I keep thinking about what it means that this happened publicly. The reconciliation wasn’t a private coffee or a DM. It was a sprint across a championship court. Which suggests either that Jordyn and Kylie had already done the real work off-camera and were ready to make it legible, or that the spectacle of the Finals created a container large enough to hold the gesture, a moment where the emotion of the room made the embrace feel like the only natural thing. Both can be true.

What the discourse around this clip reveals is how hungry people are for this particular narrative shape: the fall, the years of silence, the redemption through spectacle. Every comment section I opened was already writing the screenplay. This is what I mean when I say sports functions as a cultural permission mechanism. The Finals gave Kylie and Jordyn a reason to be in the same room that didn’t require either of them to formally announce a reconciliation. The stakes of the game made their reunion feel spontaneous, even if it wasn’t, even if both of them knew going into Game 4 that this might happen.

○ ○ ○

Copy out the passage on the Jordyn and Kylie reunion from "I keep thinking" up to and including "can be true.". The entries that come next can be left aside.

- DATA SHOWN:
○ ○ ○

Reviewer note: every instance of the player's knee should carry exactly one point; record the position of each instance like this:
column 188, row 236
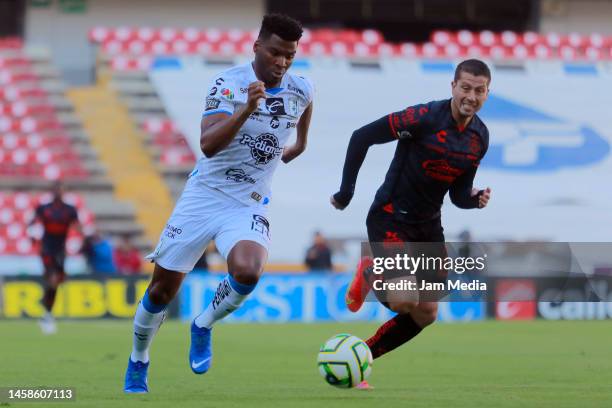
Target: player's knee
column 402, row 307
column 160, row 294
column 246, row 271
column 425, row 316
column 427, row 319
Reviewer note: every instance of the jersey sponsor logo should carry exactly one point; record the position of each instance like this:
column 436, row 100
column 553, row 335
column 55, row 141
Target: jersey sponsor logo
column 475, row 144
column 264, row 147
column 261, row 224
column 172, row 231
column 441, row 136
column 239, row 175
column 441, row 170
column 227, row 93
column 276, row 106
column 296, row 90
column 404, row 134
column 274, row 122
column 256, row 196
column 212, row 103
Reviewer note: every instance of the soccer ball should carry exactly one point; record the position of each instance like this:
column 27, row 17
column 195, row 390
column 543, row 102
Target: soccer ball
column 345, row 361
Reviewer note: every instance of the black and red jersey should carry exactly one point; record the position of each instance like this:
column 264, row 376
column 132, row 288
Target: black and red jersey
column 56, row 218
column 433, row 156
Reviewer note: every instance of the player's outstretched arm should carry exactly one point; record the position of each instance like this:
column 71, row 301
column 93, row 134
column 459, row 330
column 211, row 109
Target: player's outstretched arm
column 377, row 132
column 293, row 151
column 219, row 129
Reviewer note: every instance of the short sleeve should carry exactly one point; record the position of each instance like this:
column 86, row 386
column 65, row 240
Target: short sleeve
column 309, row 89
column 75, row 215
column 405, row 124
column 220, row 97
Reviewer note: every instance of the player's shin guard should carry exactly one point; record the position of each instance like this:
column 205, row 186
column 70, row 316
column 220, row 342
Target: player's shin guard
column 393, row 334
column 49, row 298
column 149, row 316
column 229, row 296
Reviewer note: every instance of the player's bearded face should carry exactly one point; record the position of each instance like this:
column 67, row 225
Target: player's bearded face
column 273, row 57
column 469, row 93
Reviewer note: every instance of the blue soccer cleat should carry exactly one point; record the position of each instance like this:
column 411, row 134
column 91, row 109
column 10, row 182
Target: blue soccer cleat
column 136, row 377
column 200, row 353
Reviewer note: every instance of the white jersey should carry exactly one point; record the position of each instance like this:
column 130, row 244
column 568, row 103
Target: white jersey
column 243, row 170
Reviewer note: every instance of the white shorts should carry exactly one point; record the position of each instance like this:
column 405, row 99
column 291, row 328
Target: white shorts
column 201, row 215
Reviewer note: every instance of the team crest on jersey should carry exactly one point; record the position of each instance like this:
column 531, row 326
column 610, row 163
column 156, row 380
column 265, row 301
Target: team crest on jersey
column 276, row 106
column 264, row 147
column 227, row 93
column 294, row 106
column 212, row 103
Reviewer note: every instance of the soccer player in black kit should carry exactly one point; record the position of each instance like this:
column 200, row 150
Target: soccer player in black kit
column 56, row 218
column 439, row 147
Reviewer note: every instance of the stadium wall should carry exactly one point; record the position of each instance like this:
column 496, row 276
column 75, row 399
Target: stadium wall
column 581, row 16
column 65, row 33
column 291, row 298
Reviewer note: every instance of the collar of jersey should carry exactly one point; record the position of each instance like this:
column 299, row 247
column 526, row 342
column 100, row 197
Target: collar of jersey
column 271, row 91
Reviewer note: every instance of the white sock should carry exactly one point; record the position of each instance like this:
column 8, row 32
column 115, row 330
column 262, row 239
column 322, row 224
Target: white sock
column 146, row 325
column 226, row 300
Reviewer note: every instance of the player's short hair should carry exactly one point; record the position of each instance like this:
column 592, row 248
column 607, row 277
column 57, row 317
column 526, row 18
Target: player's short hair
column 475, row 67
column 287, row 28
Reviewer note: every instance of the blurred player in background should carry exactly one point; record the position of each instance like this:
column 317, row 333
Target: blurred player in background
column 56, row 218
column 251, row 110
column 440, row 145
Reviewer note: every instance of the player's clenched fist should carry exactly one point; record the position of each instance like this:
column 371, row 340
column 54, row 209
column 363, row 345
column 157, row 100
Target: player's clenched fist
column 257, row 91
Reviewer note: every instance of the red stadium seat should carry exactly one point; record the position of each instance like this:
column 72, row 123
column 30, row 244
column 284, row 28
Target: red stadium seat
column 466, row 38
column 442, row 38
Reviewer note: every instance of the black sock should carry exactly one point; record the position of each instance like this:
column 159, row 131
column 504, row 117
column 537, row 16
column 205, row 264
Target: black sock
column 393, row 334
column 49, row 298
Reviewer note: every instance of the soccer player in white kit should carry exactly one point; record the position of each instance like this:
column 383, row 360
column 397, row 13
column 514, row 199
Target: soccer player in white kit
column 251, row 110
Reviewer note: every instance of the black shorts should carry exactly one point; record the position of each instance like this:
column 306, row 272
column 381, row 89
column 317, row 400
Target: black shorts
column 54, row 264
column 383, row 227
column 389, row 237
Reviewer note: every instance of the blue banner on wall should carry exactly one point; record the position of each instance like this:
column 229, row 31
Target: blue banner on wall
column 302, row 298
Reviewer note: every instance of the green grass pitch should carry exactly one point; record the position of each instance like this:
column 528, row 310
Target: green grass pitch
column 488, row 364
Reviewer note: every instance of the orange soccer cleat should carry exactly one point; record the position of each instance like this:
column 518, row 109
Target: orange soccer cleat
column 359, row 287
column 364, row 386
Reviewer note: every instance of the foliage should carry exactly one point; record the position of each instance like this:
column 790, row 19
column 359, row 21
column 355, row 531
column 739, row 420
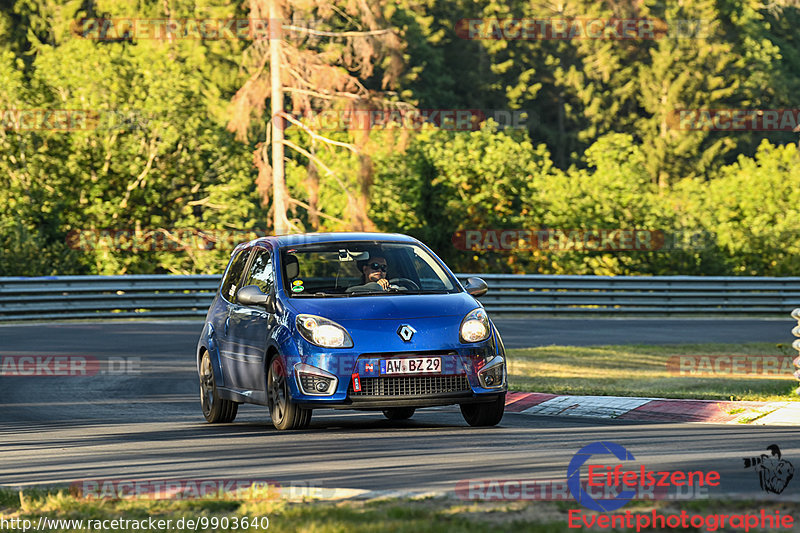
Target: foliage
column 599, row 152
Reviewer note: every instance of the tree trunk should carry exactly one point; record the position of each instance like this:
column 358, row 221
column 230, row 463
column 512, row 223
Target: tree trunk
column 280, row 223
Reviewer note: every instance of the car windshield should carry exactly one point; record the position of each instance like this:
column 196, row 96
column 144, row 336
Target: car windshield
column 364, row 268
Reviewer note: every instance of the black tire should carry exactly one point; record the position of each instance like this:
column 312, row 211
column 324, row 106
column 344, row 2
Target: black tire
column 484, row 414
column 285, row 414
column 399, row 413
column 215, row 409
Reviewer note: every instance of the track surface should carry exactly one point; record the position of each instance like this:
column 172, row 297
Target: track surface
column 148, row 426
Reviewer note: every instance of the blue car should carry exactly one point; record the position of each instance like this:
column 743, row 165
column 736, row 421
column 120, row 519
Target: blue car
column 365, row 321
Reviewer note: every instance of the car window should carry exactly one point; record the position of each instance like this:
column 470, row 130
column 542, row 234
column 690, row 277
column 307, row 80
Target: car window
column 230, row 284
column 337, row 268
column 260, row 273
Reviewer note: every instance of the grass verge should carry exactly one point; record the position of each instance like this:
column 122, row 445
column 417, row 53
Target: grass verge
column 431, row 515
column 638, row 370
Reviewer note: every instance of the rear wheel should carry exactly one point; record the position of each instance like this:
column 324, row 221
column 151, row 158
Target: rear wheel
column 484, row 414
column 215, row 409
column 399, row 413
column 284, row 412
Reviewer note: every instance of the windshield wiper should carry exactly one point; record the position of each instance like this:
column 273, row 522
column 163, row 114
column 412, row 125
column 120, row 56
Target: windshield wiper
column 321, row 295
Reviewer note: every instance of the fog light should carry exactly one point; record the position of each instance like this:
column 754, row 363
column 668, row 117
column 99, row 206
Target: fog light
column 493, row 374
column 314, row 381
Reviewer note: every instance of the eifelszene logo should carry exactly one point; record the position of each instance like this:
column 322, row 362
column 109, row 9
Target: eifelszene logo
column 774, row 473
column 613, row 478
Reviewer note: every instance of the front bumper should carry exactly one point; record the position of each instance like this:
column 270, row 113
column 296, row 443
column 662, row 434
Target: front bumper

○ ○ ○

- WRITTEN ANSWER:
I keep thinking about what it means that this happened publicly. The reconciliation wasn’t a private coffee or a DM. It was a sprint across a championship court. Which suggests either that Jordyn and Kylie had already done the real work off-camera and were ready to make it legible, or that the spectacle of the Finals created a container large enough to hold the gesture, a moment where the emotion of the room made the embrace feel like the only natural thing. Both can be true.